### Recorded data
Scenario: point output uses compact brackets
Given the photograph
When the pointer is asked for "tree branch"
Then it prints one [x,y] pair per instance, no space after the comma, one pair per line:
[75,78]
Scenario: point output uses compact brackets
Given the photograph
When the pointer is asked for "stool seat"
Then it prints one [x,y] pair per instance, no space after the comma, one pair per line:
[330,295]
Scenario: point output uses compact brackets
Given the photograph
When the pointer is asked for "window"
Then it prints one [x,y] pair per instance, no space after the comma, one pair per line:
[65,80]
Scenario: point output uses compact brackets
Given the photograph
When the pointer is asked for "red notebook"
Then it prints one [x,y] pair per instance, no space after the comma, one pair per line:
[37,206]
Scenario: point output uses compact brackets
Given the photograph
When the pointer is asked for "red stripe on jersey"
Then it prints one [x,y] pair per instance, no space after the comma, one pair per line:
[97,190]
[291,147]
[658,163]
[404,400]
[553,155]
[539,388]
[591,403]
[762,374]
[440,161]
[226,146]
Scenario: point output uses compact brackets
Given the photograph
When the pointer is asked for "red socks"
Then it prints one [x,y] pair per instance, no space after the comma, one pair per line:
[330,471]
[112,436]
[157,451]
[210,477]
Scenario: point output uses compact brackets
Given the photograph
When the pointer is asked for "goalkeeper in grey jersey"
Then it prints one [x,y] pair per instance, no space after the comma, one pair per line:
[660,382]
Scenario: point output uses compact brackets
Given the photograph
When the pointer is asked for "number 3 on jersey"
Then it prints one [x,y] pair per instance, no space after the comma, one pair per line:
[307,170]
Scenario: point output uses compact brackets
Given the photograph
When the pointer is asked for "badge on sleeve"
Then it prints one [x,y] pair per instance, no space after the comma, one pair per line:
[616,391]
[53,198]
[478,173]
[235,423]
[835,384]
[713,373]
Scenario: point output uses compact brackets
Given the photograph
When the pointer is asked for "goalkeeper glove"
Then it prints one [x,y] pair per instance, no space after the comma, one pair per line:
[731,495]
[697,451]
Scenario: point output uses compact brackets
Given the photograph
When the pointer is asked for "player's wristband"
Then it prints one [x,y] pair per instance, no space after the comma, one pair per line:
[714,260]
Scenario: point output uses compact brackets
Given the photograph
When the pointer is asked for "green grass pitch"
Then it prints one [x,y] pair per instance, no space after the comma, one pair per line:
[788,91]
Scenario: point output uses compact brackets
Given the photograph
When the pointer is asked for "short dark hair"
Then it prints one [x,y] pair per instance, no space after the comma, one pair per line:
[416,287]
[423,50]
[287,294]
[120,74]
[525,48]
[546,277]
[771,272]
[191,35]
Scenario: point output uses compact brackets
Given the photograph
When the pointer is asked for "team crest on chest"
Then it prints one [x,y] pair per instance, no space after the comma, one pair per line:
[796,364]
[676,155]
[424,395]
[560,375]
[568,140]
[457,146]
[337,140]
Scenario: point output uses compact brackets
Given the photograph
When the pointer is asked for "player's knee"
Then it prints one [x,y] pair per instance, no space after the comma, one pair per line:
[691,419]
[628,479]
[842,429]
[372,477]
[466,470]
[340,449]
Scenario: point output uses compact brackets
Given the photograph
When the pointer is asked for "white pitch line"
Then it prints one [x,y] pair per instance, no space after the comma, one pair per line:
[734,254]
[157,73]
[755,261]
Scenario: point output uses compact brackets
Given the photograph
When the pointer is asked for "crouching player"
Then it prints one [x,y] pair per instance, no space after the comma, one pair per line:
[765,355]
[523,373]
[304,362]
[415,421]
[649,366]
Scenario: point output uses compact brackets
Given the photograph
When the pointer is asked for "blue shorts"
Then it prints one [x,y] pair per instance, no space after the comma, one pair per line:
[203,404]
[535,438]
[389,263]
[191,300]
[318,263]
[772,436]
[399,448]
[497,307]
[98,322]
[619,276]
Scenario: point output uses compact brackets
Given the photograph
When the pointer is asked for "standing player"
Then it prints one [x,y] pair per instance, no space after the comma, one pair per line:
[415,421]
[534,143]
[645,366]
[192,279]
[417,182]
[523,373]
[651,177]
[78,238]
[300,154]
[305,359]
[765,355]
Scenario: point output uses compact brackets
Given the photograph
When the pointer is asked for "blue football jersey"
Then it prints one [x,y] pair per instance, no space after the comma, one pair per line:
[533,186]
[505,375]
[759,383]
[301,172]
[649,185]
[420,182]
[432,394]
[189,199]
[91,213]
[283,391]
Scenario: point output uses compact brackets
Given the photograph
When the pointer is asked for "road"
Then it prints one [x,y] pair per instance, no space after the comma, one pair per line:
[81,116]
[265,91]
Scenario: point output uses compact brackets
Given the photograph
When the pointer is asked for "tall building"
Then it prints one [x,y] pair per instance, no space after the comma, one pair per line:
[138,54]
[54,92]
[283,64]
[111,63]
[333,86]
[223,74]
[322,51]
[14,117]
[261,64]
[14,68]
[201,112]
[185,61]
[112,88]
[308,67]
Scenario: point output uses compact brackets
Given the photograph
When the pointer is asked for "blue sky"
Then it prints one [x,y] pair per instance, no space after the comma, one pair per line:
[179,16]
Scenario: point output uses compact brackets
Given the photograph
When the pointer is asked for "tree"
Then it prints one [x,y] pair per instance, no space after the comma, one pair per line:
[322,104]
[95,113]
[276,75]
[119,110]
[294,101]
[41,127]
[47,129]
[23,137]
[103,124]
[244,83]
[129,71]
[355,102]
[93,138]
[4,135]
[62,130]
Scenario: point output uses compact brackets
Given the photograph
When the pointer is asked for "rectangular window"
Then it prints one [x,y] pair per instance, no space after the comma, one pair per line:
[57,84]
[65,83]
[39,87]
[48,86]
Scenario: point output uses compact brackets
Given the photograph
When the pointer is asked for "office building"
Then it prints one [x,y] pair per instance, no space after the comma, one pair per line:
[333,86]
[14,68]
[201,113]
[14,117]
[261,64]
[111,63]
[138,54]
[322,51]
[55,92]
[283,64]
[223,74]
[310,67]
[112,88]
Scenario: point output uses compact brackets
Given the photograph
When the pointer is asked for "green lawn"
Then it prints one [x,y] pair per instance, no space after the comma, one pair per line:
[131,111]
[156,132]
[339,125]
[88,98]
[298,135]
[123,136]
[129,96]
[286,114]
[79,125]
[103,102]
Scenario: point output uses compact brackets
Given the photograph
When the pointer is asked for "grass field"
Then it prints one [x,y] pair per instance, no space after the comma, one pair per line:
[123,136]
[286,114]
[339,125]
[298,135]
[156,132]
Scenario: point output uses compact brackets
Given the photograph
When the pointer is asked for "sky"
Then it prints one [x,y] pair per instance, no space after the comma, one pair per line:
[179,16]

### What is required
Every line above should be written out again exactly as it stands.

### Solved problem
Scenario: point output uses compact brackets
Given the photograph
When the pointer is asked for "tree branch"
Then it prints one [x,y] pair per instance, no space after the comma, one pair per line:
[75,78]
Scenario: point output uses compact brackets
Given the photograph
When the pointer is asked for "stool seat"
Then it prints one [x,y] pair per instance, no space after the comma, one pair per line:
[330,295]
Scenario: point output uses compact brackets
Given the photograph
When the pointer is asked for "window"
Then it prints one [x,y] pair per instance, no space after the comma, one pair per line:
[65,80]
Scenario: point output uses compact brackets
Given the photograph
When the pointer is asked for "red notebook"
Then it prints one [x,y] pair per instance, no space after the comma, one pair per line:
[37,206]
Scenario: point output uses compact brackets
Given the photograph
When the pointer is asked for "red stripe on jersey"
Then it prints one [x,y] pair per instance, no space after the comma, one pair per line:
[97,190]
[291,147]
[658,163]
[404,400]
[553,155]
[539,388]
[591,403]
[762,374]
[440,161]
[226,146]
Scenario: point output uses compact brackets
Given the photograph
When the pointer is asked for "red socks"
Then it prints one [x,y] pair per instance, no space after the comma, one pair per line:
[330,471]
[112,436]
[157,451]
[210,477]
Scenario: point output uses compact brackets
Given the photograph
When the pointer is asked for "goalkeeper in grey jersey"
Then it prints one [x,y] pair per instance, no space after the comma, one pair per line:
[660,382]
Scenario: point output uses compact brackets
Given the photograph
When the pointer is asked for "number 3 on jersey"
Then it prints one [x,y] pair per instance, no space after the comma, one pair per line:
[307,170]
Scenario: point output uses compact brackets
Given the photograph
When the pointer is asked for "badge on sleeve"
Then it prints one [x,y] pair per instance, no space after the comma, one pair per line:
[616,391]
[53,198]
[478,173]
[235,423]
[835,384]
[713,373]
Scenario: point output uses compact brackets
Given the photograph
When the pointer is asked for "goalkeeper glove"
Then it prints one [x,y] pair per instance, no space after the comma, one pair per line:
[731,495]
[697,451]
Scenario: point output uses compact brackets
Given the photograph
When the pointer is asked for "player's wristband"
Then it prints one [x,y] pair per instance, no space after the comma, one pair per line:
[714,260]
Scenario: point output uses compact brackets
Given the photograph
When the pointer is asked for "green grass pitch"
Then it prints one [x,y] pair per instance, no space after the comma, one pair per line:
[788,91]
Scenario: point output uses compact brackets
Given the photograph
When the pointer is asked for "short dark hair"
Then it prints one [x,y] pair per instance, no space after the comma, one pair per line:
[416,287]
[423,50]
[287,294]
[120,74]
[525,48]
[546,277]
[771,272]
[191,35]
Scenario: point output uses compact brackets
Given the photograph
When the pointer is asked for "team crest on chest"
Then it prints one [x,y] pair per instance, no space after the comma, one pair per line:
[796,364]
[676,155]
[424,395]
[560,375]
[568,140]
[457,146]
[337,140]
Scenario: point output uses compact brackets
Given the photograph
When the pointer is asked for "player's knee"
Then it prints one [x,y] pair per instance, no space after the comma, one pair per line:
[691,419]
[628,479]
[842,429]
[372,477]
[466,470]
[340,449]
Scenario: point output uses compact brackets
Given the photograph
When the pointer is asked for "white pitch line"
Then it prints one [x,y] pair per instance, no space after the comma, one pair per line:
[734,254]
[157,73]
[755,261]
Scenario: point output uses compact brackets
Given the photograph
When the pointer is asked for "crouching player"
Then it prints one [x,y] pair per instance, no space after the comma, one pair per line:
[765,355]
[523,373]
[304,362]
[415,421]
[649,366]
Scenario: point output uses compact brackets
Given the photograph
When the pointer is asked for "blue shorts"
Then it prints one [x,y] pair per instance, no space after the comma, one pair per line:
[203,404]
[535,438]
[389,263]
[191,300]
[318,263]
[772,436]
[399,448]
[497,307]
[98,322]
[619,276]
Scenario: point output uses compact brackets
Given the photograph
When the pointer is asked for "standing player"
Then it prints one [x,y] pair per instance, no space after the comma, one pair per line:
[415,421]
[534,143]
[645,366]
[192,279]
[417,182]
[523,373]
[651,177]
[78,238]
[300,154]
[305,359]
[765,355]
Scenario: point output uses compact brackets
Given the photograph
When the pointer is asked for "blue football jersey"
Then it prints one [x,y] pair per instance, no space after the comma, one pair per line:
[533,186]
[505,375]
[759,383]
[301,172]
[649,185]
[420,182]
[432,394]
[189,199]
[91,213]
[283,391]
Scenario: point output uses compact brackets
Given the photograph
When the pointer is asked for "road"
Then it prints one [x,y] pair per instance, no space after the comma, one pair per line:
[81,116]
[265,91]
Scenario: point output uses compact brackets
Given the photograph
When the pointer is asked for "tall building"
Then it prints one [x,y] pair per instance, no space after the comma, one pair per line:
[138,54]
[54,92]
[283,64]
[111,63]
[333,86]
[223,74]
[322,51]
[14,117]
[261,64]
[14,68]
[201,112]
[185,61]
[112,88]
[308,67]
Scenario: point output uses compact brackets
Given the photograph
When the pointer is asked for "blue sky"
Then it prints one [x,y] pair per instance, no space after the comma, one pair per line:
[179,16]
Scenario: point output uses compact brackets
Given the photograph
When the pointer is asked for "tree"
Then it prints one [x,y] pair per instance, no space after the comma, one pair per line:
[322,104]
[95,113]
[276,75]
[119,110]
[294,101]
[41,127]
[47,129]
[23,137]
[103,124]
[244,83]
[129,71]
[355,102]
[93,138]
[4,135]
[62,130]
Scenario: point output uses compact brackets
Given the photograph
When the pointer is asked for "rectangular window"
Then it prints one [x,y] pair per instance, no space after the comma, one pair per line:
[57,84]
[65,83]
[39,87]
[48,86]
Scenario: point output uses compact brackets
Given the photograph
When the pointer is asked for "office building"
Then it prints one [x,y] pair per instance, no space after the comma, one pair per line:
[333,86]
[14,68]
[201,113]
[14,117]
[261,64]
[111,63]
[138,54]
[322,51]
[55,92]
[283,64]
[223,74]
[310,67]
[112,88]
Scenario: point output uses compact brackets
Given the photograph
When the pointer is asked for "green lawn"
Then it prints one [x,y] pair per instance, no space after the comma, one pair per line:
[131,111]
[156,132]
[339,125]
[88,98]
[298,135]
[123,136]
[129,96]
[286,114]
[79,125]
[103,102]
Scenario: point output uses compact brackets
Given the photograph
When the pointer is asked for "grass field"
Then it prints one [x,y] pair per instance, no space after the comma, one pair per line:
[123,136]
[286,114]
[339,125]
[298,135]
[156,132]
Scenario: point output uses compact brackets
Given the photograph
When the pointer is asked for "sky"
Then it prints one [x,y] pair per instance, no space after the comma, one pair per line:
[179,16]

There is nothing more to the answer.